→ What you should do
Count the lines in the entries below that contain the string "grass", and give only that number.
──────── Data excerpts
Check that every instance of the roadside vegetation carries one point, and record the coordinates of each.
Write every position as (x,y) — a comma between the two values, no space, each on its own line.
────────────────
──────── Data excerpts
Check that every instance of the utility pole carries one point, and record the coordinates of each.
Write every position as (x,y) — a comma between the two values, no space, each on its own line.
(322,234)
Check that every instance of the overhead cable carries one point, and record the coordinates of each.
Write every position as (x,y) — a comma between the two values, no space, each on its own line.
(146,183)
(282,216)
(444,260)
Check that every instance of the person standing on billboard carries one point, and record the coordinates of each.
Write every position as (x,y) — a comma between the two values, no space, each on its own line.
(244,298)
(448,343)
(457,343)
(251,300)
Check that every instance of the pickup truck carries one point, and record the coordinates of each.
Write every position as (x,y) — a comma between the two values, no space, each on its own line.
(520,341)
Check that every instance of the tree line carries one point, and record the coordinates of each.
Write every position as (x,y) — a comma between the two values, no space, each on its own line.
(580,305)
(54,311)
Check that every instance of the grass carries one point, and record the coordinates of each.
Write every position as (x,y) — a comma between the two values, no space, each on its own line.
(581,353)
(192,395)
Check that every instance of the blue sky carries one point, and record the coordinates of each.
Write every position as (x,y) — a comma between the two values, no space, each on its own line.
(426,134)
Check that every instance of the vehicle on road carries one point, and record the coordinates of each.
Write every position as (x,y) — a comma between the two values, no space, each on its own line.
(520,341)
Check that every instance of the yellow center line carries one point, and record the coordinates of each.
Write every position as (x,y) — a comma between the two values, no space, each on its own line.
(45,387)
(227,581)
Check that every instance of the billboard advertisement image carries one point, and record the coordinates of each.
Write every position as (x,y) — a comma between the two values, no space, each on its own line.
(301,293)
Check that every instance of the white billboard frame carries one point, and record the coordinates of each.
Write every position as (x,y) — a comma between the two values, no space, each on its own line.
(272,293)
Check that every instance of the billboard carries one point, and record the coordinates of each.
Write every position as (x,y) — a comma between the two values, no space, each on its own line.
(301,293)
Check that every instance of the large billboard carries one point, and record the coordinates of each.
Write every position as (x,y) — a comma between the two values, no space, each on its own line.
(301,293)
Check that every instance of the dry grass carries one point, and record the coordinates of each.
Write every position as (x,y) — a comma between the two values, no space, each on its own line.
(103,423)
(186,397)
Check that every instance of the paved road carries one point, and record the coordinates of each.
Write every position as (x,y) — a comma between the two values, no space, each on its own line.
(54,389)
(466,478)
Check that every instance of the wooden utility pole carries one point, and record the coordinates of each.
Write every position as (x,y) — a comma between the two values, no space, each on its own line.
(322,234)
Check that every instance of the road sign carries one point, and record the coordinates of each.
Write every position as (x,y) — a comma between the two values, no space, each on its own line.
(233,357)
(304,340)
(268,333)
────────────────
→ Complete answer
2